# [LEESTEKST]
◇ ◇ ◇ ◇ ◇
De rechtbank stelt echter vast dat de feiten dateren uit 2015 en dus al bijna 6 jaar oud zijn. De rechtbank houdt in aanzienlijke mate rekening met dit forse tijdverloop. Daarnaast houdt de rechtbank rekening met het gegeven dat verdachte vrijwel geen strafblad had ten tijde van het plegen van deze feiten en dat artikel 63 van het Wetboek van Strafrecht van toepassing is. Ten slotte weegt de rechtbank mee dat verdachte de afgelopen jaren enorm veel te verwerken heeft gehad door de gewelddadige dood van zijn broer. Verdachte heeft reeds de nodige hulpverlening gehad en hoewel hij ter zitting heeft verklaard dat hij het gebeuren een plek heeft kunnen geven, heeft de zitting weer veel opgerakeld en voor de nodige emoties bij verdachte gezorgd. De rechtbank hoopt dat verdachte de zaak na dit vonnis achter zich kan laten en weer vooruit kan kijken naar de toekomst waarin hij zijn leven verder kan opbouwen.
De rechtbank zal verdachte een fors lagere straf opleggen dan door de officier van justitie is gevorderd omdat de rechtbank ten aanzien van de zaak met parketnummer 02/800238-15 tot een andere beoordeling komt. Alles afwegend zal de rechtbank verdachte veroordelen tot een gevangenisstraf van 14 dagen met aftrek van de tijd die hij heeft doorgebracht in voorarrest.

7.De benadeelde partij

De benadeelde partij [naam 2] vordert een schadevergoeding van € 4.268,52 voor de feiten, zoals tenlastegelegd onder parketnummer 02/800569-15. Deze schade bestaat uit een bedrag van € 3.568,52 aan materiële schade en € 700,- aan immateriële schade.
De rechtbank heeft hiervoor overwogen dat bewezen kan worden verklaard dat verdachte deze feiten heeft gepleegd. Dit betekent ook dat verdachte onrechtmatig heeft gehandeld naar de benadeelde partij toe en in beginsel verplicht is de daardoor veroorzaakte schade aan de benadeelde partij te vergoeden.
◇ ◇ ◇ ◇ ◇
# [MATERIAAL]
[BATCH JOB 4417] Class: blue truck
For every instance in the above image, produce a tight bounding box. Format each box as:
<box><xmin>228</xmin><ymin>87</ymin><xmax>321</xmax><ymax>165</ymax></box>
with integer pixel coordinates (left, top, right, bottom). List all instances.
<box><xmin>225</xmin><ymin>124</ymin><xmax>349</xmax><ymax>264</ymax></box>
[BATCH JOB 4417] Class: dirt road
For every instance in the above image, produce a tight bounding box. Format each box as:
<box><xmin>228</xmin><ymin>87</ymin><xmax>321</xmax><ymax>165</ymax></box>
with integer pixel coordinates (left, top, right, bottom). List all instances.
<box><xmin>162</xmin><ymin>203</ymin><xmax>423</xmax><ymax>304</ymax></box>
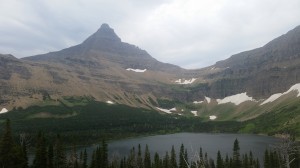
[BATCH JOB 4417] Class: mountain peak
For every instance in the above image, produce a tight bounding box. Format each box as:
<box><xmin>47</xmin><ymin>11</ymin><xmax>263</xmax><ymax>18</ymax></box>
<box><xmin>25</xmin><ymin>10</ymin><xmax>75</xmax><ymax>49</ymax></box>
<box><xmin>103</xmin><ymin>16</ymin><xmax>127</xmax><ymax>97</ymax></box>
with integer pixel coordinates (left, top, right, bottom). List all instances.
<box><xmin>91</xmin><ymin>23</ymin><xmax>121</xmax><ymax>41</ymax></box>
◇ ◇ ◇ ◇ ◇
# [TE DOEN]
- A) Beantwoord deze vragen over de leestekst:
(i) Uit welk jaar dateren de feiten?
(ii) Tot welke gevangenisstraf veroordeelt de rechtbank verdachte?
(iii) Hoeveel immateriële schade vordert de benadeelde partij?
- B) Schrijf uit de leestekst alles over, van "De rechtbank zal" tot en met "aan immateriële schade.".

# [UITGEWERKTE ANTWOORDEN]
- A)
(i) Uit 2015.
(ii) Tot een gevangenisstraf van 14 dagen, met aftrek van de tijd die hij in voorarrest heeft doorgebracht.
(iii) € 700,-.

- B)
De rechtbank zal verdachte een fors lagere straf opleggen dan door de officier van justitie is gevorderd omdat de rechtbank ten aanzien van de zaak met parketnummer 02/800238-15 tot een andere beoordeling komt. Alles afwegend zal de rechtbank verdachte veroordelen tot een gevangenisstraf van 14 dagen met aftrek van de tijd die hij heeft doorgebracht in voorarrest.

7.De benadeelde partij

De benadeelde partij [naam 2] vordert een schadevergoeding van € 4.268,52 voor de feiten, zoals tenlastegelegd onder parketnummer 02/800569-15. Deze schade bestaat uit een bedrag van € 3.568,52 aan materiële schade en € 700,- aan immateriële schade.